Problem A:
Can you return the part of the article on the EEOC's suit against Saint Clare's Health that begins at the words "In February 2021, the" and ends after the words "her physician’s advice.", copied with no changes?
Problem B:
How would you sum up the article on the EEOC's suit against Saint Clare's Health in two sentences?
Problem C:
Could you continue the article on the EEOC's suit against Saint Clare's Health from where it stops?

DOL Rule Restores Employee Wage Protections
May 13, 2021
Can I Be Fired for Getting Vaccinated??
May 24, 2021
Show all

By: Nina Lucibello, Chantal N. Guerriero, Esq. and Ty Hyderally, Esq.

In February 2021, the U.S. Equal Employment Opportunity Commission (“EEOC”) filed suit against Saint Clare’s Health (“Saint Clare’s”), a division of Prime Health Care Services.  Prime Health Care Services is a New Jersey based health care firm that operates two hospitals in Morris County, New Jersey.  The EEOC is suing Saint Claire’s for disability discrimination in violation of the Americans with Disability Act (“ADA”).

Pregnancy discrimination
Pregnancy is a protected class under the ADA and LAD. Individuals may not be discriminated against for being pregnant or for disabilities resulting from pregnancy complications. As such, employers are required to provide reasonable accommodation to an employee based upon pregnancy, when the employee requests the accommodation based upon her physician’s advice.

According to the EEOC, Saint Clare’s hired a woman named Taylor McKay (“McKay”) as an EMS dispatcher.  Upon being hired, McKay went through various testing protocols such as a background check, drug test and health screening, and was even given a start date.  However, McKay was pregnant at the time that she was hired.

Entries provided:
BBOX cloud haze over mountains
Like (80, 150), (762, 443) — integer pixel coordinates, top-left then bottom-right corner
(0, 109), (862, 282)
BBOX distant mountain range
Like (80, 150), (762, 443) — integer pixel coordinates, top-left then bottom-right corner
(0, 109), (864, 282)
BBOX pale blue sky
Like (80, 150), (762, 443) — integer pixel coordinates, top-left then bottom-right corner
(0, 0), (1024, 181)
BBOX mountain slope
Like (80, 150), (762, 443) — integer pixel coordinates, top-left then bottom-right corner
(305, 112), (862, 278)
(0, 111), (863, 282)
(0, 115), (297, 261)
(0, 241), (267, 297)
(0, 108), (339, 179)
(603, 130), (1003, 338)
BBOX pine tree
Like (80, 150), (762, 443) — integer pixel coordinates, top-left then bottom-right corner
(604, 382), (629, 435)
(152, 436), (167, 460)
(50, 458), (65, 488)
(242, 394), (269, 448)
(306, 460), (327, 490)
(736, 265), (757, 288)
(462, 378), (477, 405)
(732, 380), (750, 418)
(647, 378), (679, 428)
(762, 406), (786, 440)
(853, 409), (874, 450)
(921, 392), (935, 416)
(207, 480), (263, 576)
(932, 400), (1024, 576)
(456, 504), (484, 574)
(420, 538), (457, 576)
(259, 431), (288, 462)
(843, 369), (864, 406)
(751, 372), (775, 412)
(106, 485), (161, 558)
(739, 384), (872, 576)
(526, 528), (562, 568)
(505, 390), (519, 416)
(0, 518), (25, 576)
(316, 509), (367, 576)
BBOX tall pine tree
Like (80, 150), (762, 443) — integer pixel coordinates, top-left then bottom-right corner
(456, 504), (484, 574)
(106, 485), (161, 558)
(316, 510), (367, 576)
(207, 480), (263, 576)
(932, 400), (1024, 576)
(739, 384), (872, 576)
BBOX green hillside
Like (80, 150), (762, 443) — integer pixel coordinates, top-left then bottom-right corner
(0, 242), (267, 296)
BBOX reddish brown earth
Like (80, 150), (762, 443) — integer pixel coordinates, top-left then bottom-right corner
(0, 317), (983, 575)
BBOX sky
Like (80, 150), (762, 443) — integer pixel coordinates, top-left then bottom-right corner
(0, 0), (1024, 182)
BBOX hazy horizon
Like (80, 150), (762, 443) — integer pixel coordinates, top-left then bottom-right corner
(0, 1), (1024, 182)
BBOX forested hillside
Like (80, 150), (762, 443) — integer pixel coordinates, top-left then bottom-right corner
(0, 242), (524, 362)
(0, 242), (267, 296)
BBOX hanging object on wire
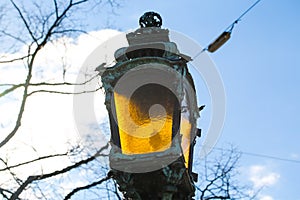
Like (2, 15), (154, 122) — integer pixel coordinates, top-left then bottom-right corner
(194, 0), (261, 55)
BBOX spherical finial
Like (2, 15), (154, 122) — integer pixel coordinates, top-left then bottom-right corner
(139, 12), (162, 28)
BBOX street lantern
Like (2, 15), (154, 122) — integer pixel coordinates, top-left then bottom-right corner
(101, 12), (199, 199)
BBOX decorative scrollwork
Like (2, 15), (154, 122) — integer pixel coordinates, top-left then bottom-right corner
(139, 12), (162, 28)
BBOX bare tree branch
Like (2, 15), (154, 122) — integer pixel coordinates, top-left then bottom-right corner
(10, 144), (109, 200)
(0, 152), (68, 172)
(64, 176), (111, 200)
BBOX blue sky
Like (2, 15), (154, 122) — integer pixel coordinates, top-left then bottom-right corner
(91, 0), (300, 199)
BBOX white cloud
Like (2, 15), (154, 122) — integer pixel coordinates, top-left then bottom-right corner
(249, 165), (280, 188)
(259, 195), (273, 200)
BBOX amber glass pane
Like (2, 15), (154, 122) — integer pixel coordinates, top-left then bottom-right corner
(180, 115), (192, 168)
(114, 84), (178, 154)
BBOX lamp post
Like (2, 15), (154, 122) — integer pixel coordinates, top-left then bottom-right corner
(101, 12), (200, 200)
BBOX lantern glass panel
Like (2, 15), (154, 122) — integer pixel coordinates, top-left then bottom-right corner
(114, 84), (179, 154)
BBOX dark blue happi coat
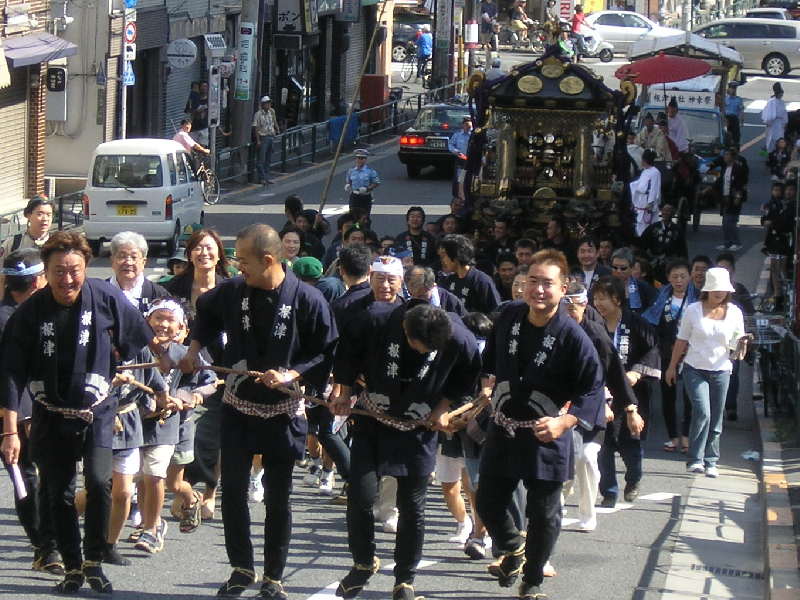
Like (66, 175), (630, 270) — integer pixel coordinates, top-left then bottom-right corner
(334, 301), (481, 476)
(0, 279), (153, 448)
(481, 301), (603, 481)
(439, 267), (501, 315)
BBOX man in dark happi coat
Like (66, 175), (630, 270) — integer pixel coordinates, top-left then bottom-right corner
(331, 259), (481, 600)
(476, 249), (603, 600)
(2, 232), (166, 594)
(439, 234), (500, 315)
(181, 224), (338, 600)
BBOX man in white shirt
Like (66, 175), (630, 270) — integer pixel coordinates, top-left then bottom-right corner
(631, 150), (661, 237)
(172, 119), (211, 154)
(761, 81), (789, 152)
(667, 96), (689, 152)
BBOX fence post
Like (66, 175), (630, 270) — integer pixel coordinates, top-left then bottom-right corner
(311, 123), (317, 163)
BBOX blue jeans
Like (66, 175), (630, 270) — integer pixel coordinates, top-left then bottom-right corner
(256, 135), (275, 183)
(722, 215), (739, 246)
(683, 365), (731, 467)
(597, 425), (644, 498)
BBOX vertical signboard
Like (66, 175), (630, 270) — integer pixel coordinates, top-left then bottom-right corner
(234, 22), (256, 100)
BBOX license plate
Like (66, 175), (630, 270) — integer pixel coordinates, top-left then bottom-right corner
(117, 204), (136, 217)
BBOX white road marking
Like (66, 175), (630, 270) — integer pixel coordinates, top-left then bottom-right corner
(639, 492), (680, 502)
(306, 560), (439, 600)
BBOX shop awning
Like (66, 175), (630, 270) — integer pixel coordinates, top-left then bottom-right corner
(3, 32), (78, 69)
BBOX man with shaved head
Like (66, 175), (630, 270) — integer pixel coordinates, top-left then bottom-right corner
(181, 224), (338, 600)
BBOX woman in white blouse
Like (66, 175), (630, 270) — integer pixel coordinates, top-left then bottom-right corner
(665, 268), (749, 477)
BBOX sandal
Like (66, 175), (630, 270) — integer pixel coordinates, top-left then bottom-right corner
(180, 492), (203, 533)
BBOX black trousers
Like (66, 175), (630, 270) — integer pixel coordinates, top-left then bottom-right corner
(34, 424), (111, 571)
(221, 445), (294, 580)
(475, 474), (563, 585)
(0, 421), (56, 556)
(347, 433), (428, 584)
(306, 406), (350, 481)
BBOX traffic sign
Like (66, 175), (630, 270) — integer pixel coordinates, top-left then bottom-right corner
(167, 38), (197, 69)
(125, 21), (136, 44)
(122, 60), (136, 85)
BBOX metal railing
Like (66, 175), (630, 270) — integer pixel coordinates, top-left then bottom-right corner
(216, 81), (466, 182)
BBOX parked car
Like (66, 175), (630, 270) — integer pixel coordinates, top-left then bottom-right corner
(586, 10), (683, 54)
(758, 0), (800, 19)
(83, 138), (205, 255)
(392, 10), (433, 62)
(694, 17), (800, 77)
(397, 103), (469, 178)
(744, 6), (793, 21)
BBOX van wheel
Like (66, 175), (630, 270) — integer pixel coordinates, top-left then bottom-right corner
(762, 54), (789, 77)
(167, 223), (181, 257)
(89, 239), (103, 258)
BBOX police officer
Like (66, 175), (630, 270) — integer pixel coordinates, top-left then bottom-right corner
(344, 148), (381, 220)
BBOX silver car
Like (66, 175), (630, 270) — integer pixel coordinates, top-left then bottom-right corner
(694, 18), (800, 77)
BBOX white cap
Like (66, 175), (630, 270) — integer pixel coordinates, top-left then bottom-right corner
(700, 267), (736, 292)
(371, 256), (403, 278)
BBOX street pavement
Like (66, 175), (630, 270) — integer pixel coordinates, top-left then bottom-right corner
(0, 49), (780, 600)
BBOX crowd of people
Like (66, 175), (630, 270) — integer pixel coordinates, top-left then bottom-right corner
(0, 171), (753, 600)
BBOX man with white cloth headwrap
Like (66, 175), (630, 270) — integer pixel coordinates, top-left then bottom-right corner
(761, 81), (789, 152)
(630, 150), (661, 237)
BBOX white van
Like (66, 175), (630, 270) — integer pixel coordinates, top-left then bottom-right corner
(83, 138), (205, 255)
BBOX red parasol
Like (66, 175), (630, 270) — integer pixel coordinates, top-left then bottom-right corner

Response A:
In February 2021, the U.S. Equal Employment Opportunity Commission (“EEOC”) filed suit against Saint Clare’s Health (“Saint Clare’s”), a division of Prime Health Care Services.  Prime Health Care Services is a New Jersey based health care firm that operates two hospitals in Morris County, New Jersey.  The EEOC is suing Saint Claire’s for disability discrimination in violation of the Americans with Disability Act (“ADA”).

Pregnancy discrimination
Pregnancy is a protected class under the ADA and LAD. Individuals may not be discriminated against for being pregnant or for disabilities resulting from pregnancy complications. As such, employers are required to provide reasonable accommodation to an employee based upon pregnancy, when the employee requests the accommodation based upon her physician’s advice.

Response B:
In February 2021, the EEOC sued Saint Clare's Health, a division of Prime Health Care Services, for disability discrimination in violation of the ADA. Pregnancy is a protected class under the ADA and LAD, and according to the EEOC, Saint Clare's hired Taylor McKay as an EMS dispatcher while she was pregnant, after she went through testing protocols and was given a start date.

Response C:
Shortly before McKay’s first day at Saint Claire’s, she was hospitalized and diagnosed with preeclampsia, a rare and dangerous pregnancy complication affecting the circulatory system, causing high blood pressure and risk to internal organs.  Five days before her start date, McKay was in the hospital and induced into early labor.  Thus, McKay notified Saint Claire’s human resources department of her situation and requested the reasonable accommodation of just a few extra weeks before she could start.  Just a few hours later, McKay received a voicemail stating that her offer of employment was rescinded.

Believing that Saint Clare’s actions could be in clear violation of the ADA, as well as the New Jersey Law Against Discrimination (“LAD”), the EEOC filed suit on behalf of McCay.  Both the ADA and the LAD require employers to provide reasonable accommodations, to both applicants and employees, for disabilities.  The laws further prohibit employers from taking adverse actions against qualified applicants and employees based on their disabilities.

A situation like this, where Saint Clare’s allegedly failed to engage in any interactive conversation with McKay concerning her need for accommodation, is the exact behavior the ADA and LAD were meant to prohibit. Moreover, Saint Clare’s alleged retaliation against McKay, after having offered her employment prior to their knowledge of her disability, would also be in contravention of the LAD and the ADA..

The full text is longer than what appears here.